====== EXTRACT TO READ

Saturday, June 25, 2016
Britain voted to leave the EU. The Brexit campaign, against initial expectations, was a success. Now what? It's going to be a tangled mess. The politicians have their work cut out for them: everything from replacing EU laws to negotiating trade deals. Britain will really have to get its trade deals in order quickly. It's an island that lacks the resources to feed itself and produce the raw materials it needs.
It was an interesting vote. London was all for staying in. Scotland was heavily in the stay camp, as was Northern Ireland. I bet Scotland feels angry about not leaving Britain when they had the chance. Who knows, this might be what finally unites Ireland.
Stock markets took a tumble around the world. Let's see what happens on Monday. If after a weekend to contemplate the situation the markets continue to fall, then we have a problem. Right now the reaction is mostly emotional.
There is some speculation that other countries will consider leaving. For that reason the EU may try to make the British exit as painful as possible. At least there's been some talk in that direction. On the other hand, punishing a major trading partner might not be a great idea.
The EU was partly formed to prevent the squabbling between nations that had just produced two world wars. For all its many faults, the EU was successful at reducing barriers between peoples. That's no small accomplishment considering the history of Europe and the diversity of its citizens.
Almost nobody is talking about NATO. Will that alliance also be weakened? Time will tell.

============
====== LISTING

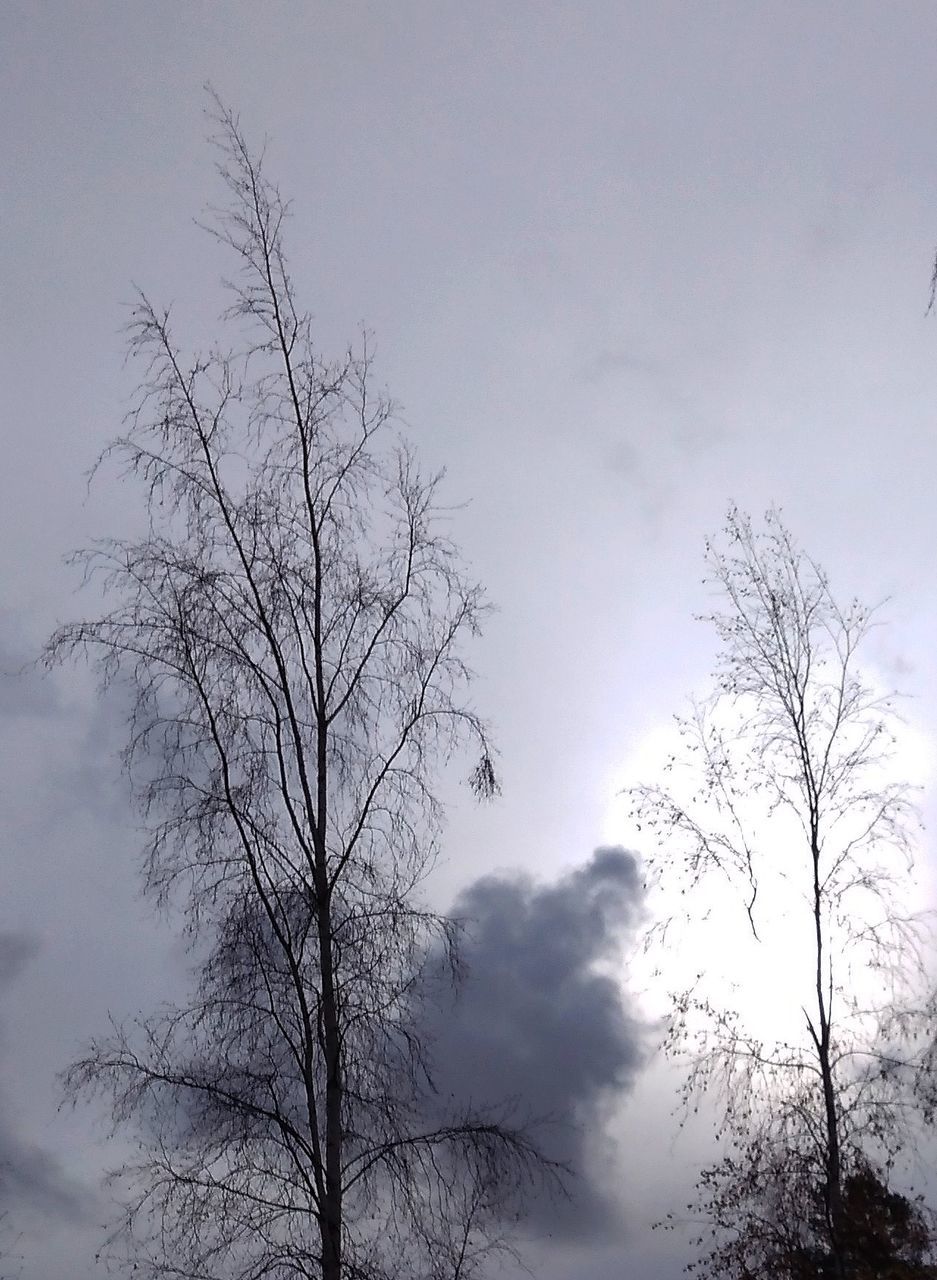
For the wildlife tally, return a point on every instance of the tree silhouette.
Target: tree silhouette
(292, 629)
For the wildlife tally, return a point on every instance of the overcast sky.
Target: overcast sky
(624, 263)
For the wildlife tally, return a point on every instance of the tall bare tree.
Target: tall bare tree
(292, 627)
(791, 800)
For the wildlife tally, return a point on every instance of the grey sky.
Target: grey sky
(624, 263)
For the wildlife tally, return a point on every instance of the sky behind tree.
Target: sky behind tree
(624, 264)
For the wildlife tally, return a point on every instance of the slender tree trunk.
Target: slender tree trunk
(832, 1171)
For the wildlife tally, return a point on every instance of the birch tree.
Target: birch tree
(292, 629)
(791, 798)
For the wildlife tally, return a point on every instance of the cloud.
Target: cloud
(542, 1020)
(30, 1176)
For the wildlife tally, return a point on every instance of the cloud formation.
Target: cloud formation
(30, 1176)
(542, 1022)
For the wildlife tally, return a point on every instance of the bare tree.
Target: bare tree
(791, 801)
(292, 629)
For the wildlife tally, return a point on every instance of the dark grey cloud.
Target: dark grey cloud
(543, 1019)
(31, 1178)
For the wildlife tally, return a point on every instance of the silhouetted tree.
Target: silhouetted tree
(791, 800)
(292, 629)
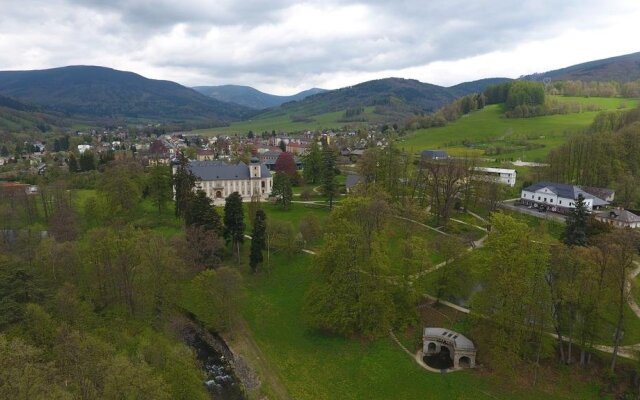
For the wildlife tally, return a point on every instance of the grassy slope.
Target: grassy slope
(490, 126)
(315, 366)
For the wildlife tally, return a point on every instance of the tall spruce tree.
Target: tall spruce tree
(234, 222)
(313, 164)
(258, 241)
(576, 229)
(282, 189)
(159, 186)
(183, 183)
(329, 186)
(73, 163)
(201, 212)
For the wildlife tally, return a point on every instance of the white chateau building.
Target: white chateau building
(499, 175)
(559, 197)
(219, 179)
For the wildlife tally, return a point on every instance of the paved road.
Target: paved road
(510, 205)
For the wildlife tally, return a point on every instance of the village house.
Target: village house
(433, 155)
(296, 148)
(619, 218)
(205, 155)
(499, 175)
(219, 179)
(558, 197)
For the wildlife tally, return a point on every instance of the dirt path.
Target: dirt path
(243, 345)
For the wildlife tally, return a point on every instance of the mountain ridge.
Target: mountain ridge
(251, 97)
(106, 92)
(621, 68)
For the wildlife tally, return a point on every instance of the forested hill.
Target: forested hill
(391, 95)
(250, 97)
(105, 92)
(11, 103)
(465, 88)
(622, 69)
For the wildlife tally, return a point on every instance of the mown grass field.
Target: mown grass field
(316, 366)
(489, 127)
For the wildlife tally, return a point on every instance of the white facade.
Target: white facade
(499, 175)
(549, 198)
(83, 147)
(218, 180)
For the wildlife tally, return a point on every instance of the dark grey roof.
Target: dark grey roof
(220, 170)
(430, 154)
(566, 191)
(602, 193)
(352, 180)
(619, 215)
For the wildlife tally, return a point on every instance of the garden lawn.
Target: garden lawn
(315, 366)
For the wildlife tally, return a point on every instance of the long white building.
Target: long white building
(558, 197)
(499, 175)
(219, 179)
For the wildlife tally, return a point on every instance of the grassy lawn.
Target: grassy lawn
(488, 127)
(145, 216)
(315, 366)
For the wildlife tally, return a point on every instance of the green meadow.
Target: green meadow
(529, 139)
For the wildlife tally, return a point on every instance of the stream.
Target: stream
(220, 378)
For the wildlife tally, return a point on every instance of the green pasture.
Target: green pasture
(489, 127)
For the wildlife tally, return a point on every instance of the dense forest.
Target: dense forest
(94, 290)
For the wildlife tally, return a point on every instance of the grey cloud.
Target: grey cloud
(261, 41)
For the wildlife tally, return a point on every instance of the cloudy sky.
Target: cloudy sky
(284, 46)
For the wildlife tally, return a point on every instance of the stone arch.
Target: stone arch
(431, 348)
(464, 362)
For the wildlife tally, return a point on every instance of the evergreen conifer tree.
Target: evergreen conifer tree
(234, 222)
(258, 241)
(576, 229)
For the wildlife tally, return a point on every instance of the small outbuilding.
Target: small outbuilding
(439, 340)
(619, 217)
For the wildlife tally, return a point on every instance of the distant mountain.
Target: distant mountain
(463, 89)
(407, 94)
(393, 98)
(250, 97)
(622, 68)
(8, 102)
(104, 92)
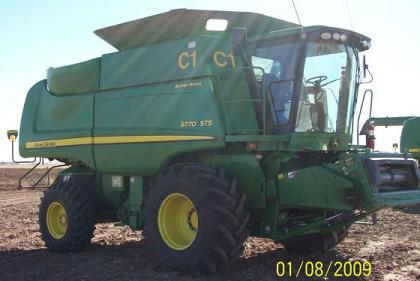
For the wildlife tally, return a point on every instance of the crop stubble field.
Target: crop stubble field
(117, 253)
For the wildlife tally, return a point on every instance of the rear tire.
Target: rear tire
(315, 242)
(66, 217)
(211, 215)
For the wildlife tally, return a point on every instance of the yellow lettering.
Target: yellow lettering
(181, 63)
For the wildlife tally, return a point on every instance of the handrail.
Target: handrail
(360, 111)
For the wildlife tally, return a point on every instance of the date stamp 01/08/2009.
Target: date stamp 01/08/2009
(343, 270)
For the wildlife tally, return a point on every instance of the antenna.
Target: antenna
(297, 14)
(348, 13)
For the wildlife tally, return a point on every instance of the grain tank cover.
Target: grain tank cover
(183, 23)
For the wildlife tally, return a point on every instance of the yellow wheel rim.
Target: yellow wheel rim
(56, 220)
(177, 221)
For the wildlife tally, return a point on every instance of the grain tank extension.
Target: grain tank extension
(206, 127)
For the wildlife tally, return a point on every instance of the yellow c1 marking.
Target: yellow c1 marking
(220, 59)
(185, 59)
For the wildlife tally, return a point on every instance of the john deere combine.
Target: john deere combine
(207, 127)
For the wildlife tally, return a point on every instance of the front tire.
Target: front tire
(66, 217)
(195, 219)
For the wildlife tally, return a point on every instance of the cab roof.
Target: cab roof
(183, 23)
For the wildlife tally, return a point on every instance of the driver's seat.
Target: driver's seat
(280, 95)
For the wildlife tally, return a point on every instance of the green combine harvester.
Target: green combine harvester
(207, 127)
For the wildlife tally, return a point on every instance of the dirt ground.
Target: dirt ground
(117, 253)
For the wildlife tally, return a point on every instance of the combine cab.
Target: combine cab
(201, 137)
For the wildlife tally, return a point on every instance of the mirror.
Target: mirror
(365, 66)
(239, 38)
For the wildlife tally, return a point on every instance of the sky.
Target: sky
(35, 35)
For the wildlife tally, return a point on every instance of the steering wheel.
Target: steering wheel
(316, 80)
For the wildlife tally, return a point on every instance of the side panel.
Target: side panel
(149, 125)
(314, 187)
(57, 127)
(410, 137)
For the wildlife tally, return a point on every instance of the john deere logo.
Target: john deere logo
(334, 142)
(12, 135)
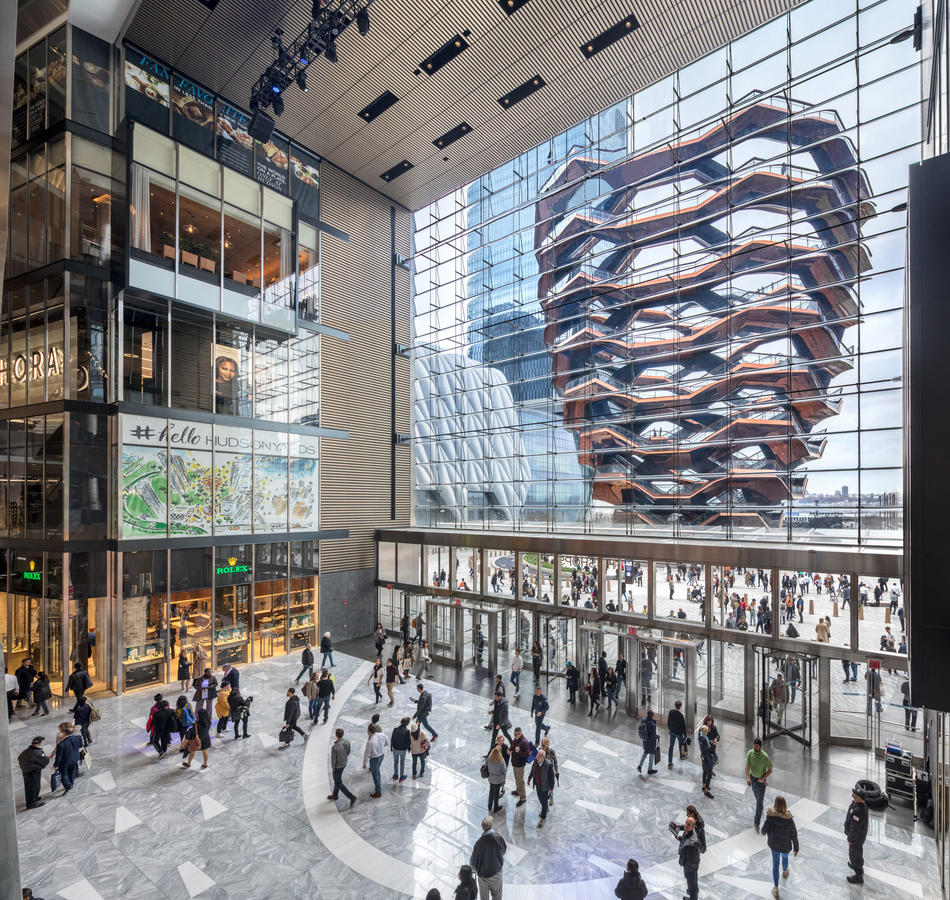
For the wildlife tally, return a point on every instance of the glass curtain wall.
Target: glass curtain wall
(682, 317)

============

WRITTEN EXERCISE 1: Rewrite the Brexit post between "Stock markets took" and "Time will tell.", inclusive, with "Monday" replaced by "Tuesday".
WRITTEN EXERCISE 2: Using the Brexit post, answer yes or no to each statement, quoting the words of the post that decide it: (a) London favored staying in. (b) The author calls the current market reaction mostly rational. (c) Scotland was mostly in favor of leaving.
WRITTEN EXERCISE 3: Write what comes next in the Brexit post, starting after its final sentence.
The records come from a different source than the text.

ANSWER 1:
Stock markets took a tumble around the world. Let's see what happens on Tuesday. If after a weekend to contemplate the situation the markets continue to fall, then we have a problem. Right now the reaction is mostly emotional.
There is some speculation that other countries will consider leaving. For that reason the EU may try to make the British exit as painful as possible. At least there's been some talk in that direction. On the other hand, punishing a major trading partner might not be a great idea.
The EU was partly formed to prevent the squabbling between nations that had just produced two world wars. For all its many faults, the EU was successful at reducing barriers between peoples. That's no small accomplishment considering the history of Europe and the diversity of its citizens.
Almost nobody is talking about NATO. Will that alliance also be weakened? Time will tell.

ANSWER 2:
(a) Yes: "London was all for staying in."
(b) No: "Right now the reaction is mostly emotional."
(c) No: "Scotland was heavily in the stay camp"

ANSWER 3:
I am surprised that Britain would be the first to leave. I was expecting Greece, but the politicians there do exactly the opposite of what the voters want. Italy, Spain, Portugal -those countries also are having issues so leaving might make sense. The Scandinavian countries may now start to wonder if membership is worth it. Their economies are relatively solid so they will be watching Britain closely to see how it goes.
Of course, I might be getting too “thinky” about the whole thing. From the rhetoric of the final campaign days it appears the vote came down to keeping brown colored refugees out. Finer points about membership were lost in all the noise.
Friday, June 24, 2016
Thursday was our first local farmer's market of the season. That might sound a bit late to some of my readers. However, since snowfall in May around here is common it takes some real effort to have produce in June. Thanks to greenhouses and hoops houses in in the fields they make it happen.
There's a lot of other locally produced items for sale at the market, not just vegetables. Some purists are offended but I rather like some of the arts and crafts available. For example a local potter has been doing some amazing work. She once made a steam punked themed coffee mug for me. It looked like it was constructed with rivets and washers, but was completely ceramic.
I usually spend a few bucks on locally produced meat. It's not cheap, but I'm willing to pay for humanely raised clean meat. The difference in taste is amazing.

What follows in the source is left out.